The expected result is a word-for-word copy of the entries, minus any pictures.
>>>>
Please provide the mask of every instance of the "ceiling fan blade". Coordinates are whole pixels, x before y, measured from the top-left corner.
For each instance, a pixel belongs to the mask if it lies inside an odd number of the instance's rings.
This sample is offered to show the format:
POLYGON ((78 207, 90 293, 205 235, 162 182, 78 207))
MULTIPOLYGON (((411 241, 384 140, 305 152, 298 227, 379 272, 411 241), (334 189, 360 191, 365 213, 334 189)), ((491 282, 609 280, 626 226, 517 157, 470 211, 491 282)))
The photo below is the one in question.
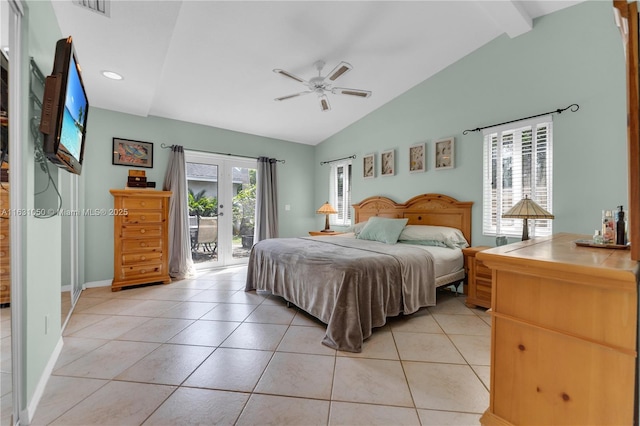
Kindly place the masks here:
POLYGON ((273 72, 275 72, 276 74, 280 74, 283 77, 289 77, 297 82, 303 83, 303 84, 307 84, 307 80, 303 80, 298 76, 295 76, 293 74, 291 74, 289 71, 285 71, 285 70, 281 70, 279 68, 276 68, 273 70, 273 72))
POLYGON ((340 62, 337 67, 333 69, 327 76, 327 78, 331 81, 336 81, 338 77, 346 74, 349 70, 353 69, 351 64, 347 62, 340 62))
POLYGON ((360 90, 360 89, 347 89, 346 87, 334 87, 331 89, 331 93, 336 95, 350 95, 357 96, 359 98, 368 98, 371 96, 371 92, 368 90, 360 90))
POLYGON ((329 98, 326 95, 318 96, 320 100, 320 109, 322 111, 329 111, 331 109, 331 105, 329 105, 329 98))
POLYGON ((293 95, 287 95, 287 96, 281 96, 279 98, 275 98, 276 101, 286 101, 287 99, 291 99, 291 98, 296 98, 298 96, 302 96, 302 95, 308 95, 309 93, 313 93, 310 90, 307 90, 306 92, 300 92, 300 93, 294 93, 293 95))

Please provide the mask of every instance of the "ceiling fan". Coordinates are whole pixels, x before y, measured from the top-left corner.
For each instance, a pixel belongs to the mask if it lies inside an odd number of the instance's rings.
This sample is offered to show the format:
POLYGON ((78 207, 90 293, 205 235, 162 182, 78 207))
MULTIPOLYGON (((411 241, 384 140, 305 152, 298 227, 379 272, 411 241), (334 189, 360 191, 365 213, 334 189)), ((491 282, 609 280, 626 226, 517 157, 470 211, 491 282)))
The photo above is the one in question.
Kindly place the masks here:
POLYGON ((295 98, 302 95, 308 95, 309 93, 315 93, 318 95, 318 100, 320 101, 320 109, 322 111, 329 111, 331 109, 331 105, 329 105, 329 98, 327 98, 326 93, 331 92, 336 95, 349 95, 356 96, 360 98, 368 98, 371 96, 371 92, 368 90, 360 90, 360 89, 347 89, 345 87, 333 87, 333 83, 346 74, 349 70, 353 69, 351 64, 347 62, 340 62, 337 67, 333 69, 326 76, 322 76, 322 69, 324 68, 324 61, 316 61, 313 66, 318 70, 318 76, 309 79, 309 81, 304 80, 298 76, 291 74, 288 71, 281 69, 274 69, 273 72, 280 74, 284 77, 293 79, 299 83, 307 86, 309 90, 305 90, 304 92, 294 93, 292 95, 282 96, 280 98, 276 98, 276 101, 284 101, 287 99, 295 98))

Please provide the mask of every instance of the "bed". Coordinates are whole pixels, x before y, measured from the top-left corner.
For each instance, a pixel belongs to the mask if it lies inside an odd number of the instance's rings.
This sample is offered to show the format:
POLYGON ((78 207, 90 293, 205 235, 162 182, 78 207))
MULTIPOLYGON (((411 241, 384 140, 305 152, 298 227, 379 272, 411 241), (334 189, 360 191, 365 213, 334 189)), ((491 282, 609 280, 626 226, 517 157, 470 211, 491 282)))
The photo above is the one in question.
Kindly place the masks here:
POLYGON ((323 344, 360 352, 363 341, 388 317, 433 306, 437 287, 464 279, 460 247, 471 244, 472 205, 443 194, 423 194, 401 204, 386 197, 367 198, 353 205, 353 234, 255 244, 245 290, 282 297, 327 324, 323 344), (400 228, 401 241, 391 237, 381 242, 377 234, 367 238, 364 234, 371 234, 374 222, 400 228), (455 243, 464 245, 405 240, 416 232, 455 234, 464 240, 455 243))

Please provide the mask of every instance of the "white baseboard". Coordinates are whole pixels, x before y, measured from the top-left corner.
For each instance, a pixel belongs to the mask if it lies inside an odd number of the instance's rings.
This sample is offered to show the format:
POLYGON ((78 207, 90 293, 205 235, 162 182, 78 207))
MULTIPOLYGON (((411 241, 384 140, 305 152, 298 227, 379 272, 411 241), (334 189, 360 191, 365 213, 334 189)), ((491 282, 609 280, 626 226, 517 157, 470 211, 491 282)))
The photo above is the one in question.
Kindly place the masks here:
<<<<
### Answer box
Please provide the mask of every instance of the "ceiling fan blade". Coordinates are whole pixels, x before y, measured from the top-left corner.
For each instance, a pixel belongs to the mask if it lies inside an odd number of the instance's rings.
This sample is offered to show the format:
POLYGON ((78 207, 90 293, 205 235, 162 182, 78 207))
MULTIPOLYGON (((411 241, 384 140, 305 152, 298 227, 379 272, 411 241), (334 189, 360 191, 365 213, 334 189)), ((491 282, 609 280, 626 226, 517 157, 470 211, 491 282)))
The photo below is the one in question.
Kindly place the masks here:
POLYGON ((273 72, 275 72, 276 74, 280 74, 283 77, 289 77, 297 82, 303 83, 303 84, 307 84, 307 80, 303 80, 298 76, 295 76, 293 74, 291 74, 289 71, 285 71, 285 70, 281 70, 279 68, 276 68, 273 70, 273 72))
POLYGON ((340 62, 337 67, 333 69, 327 76, 327 78, 331 81, 336 81, 338 77, 346 74, 349 70, 353 69, 351 64, 347 62, 340 62))
POLYGON ((360 90, 360 89, 347 89, 346 87, 334 87, 331 89, 331 93, 336 95, 350 95, 357 96, 359 98, 368 98, 371 96, 371 92, 368 90, 360 90))
POLYGON ((329 98, 326 95, 318 96, 320 100, 320 109, 322 111, 329 111, 331 109, 331 105, 329 105, 329 98))
POLYGON ((293 95, 287 95, 287 96, 281 96, 279 98, 275 98, 276 101, 286 101, 287 99, 291 99, 291 98, 296 98, 298 96, 302 96, 302 95, 308 95, 309 93, 313 93, 310 90, 307 90, 306 92, 300 92, 300 93, 294 93, 293 95))

Please provide the mask of every instance of the "ceiling fan". Coordinates are whole pixels, x before y, measured from the top-left corner.
For each instance, a pixel belongs to the mask if it lies inside an odd number of the instance's rings.
This sample is offered to show the format:
POLYGON ((78 207, 90 293, 205 235, 162 182, 78 207))
MULTIPOLYGON (((411 241, 384 140, 305 152, 298 227, 379 272, 411 241), (334 189, 360 191, 365 213, 334 189)), ((491 282, 609 280, 626 226, 517 157, 470 211, 491 282)))
The photo above is the one in question.
Kindly place the masks here:
POLYGON ((295 98, 302 95, 308 95, 309 93, 315 93, 318 95, 318 100, 320 101, 320 109, 322 111, 329 111, 331 109, 331 105, 329 105, 329 98, 327 98, 326 93, 331 92, 336 95, 349 95, 356 96, 360 98, 368 98, 371 96, 371 92, 368 90, 360 90, 360 89, 347 89, 345 87, 333 87, 333 83, 346 74, 349 70, 353 69, 351 64, 347 62, 340 62, 337 67, 333 69, 326 76, 322 76, 322 69, 324 68, 324 61, 316 61, 313 66, 318 70, 318 76, 309 79, 309 81, 304 80, 298 76, 291 74, 288 71, 281 69, 274 69, 273 72, 280 74, 284 77, 293 79, 299 83, 307 86, 309 90, 305 90, 304 92, 294 93, 292 95, 282 96, 280 98, 276 98, 276 101, 284 101, 287 99, 295 98))

Please provide the mask of every instance of the "bed". Coordinates are whole pixels, x before y, measured from the top-left corner.
For each instance, a pixel belongs to the mask if it lies inside an odd number of the instance's rings.
This sample is offered to show the format:
POLYGON ((78 207, 90 293, 205 235, 162 182, 78 207))
MULTIPOLYGON (((411 241, 384 140, 305 152, 298 227, 379 272, 411 241), (334 189, 360 191, 365 213, 334 189)), ((491 282, 609 280, 626 226, 517 157, 470 211, 491 282)))
The photo above is the one in question.
Kindly place the masks here:
POLYGON ((323 344, 360 352, 363 341, 388 317, 433 306, 437 287, 464 279, 460 247, 471 244, 472 205, 443 194, 423 194, 401 204, 386 197, 367 198, 353 205, 353 234, 255 244, 245 290, 282 297, 327 324, 323 344), (400 228, 401 241, 391 237, 381 242, 377 234, 367 238, 364 234, 371 234, 374 222, 400 228), (455 243, 464 245, 405 240, 416 232, 455 234, 464 240, 455 243))

Please provide the mask of every instance of the "white baseboard". Coordinates are whole pixels, x before y, measured from the top-left corner.
For each instance, a pixel belongs to the mask if it lies inside an odd number of the instance's rings.
This sample is offered to show the format:
POLYGON ((78 207, 90 293, 205 235, 162 182, 78 207))
MULTIPOLYGON (((411 241, 384 140, 305 152, 298 227, 379 272, 411 241), (334 189, 360 191, 365 213, 334 189)), ((491 282, 609 280, 626 226, 517 157, 470 211, 491 282)))
The photo above is the one in question.
Kindly place the masks here:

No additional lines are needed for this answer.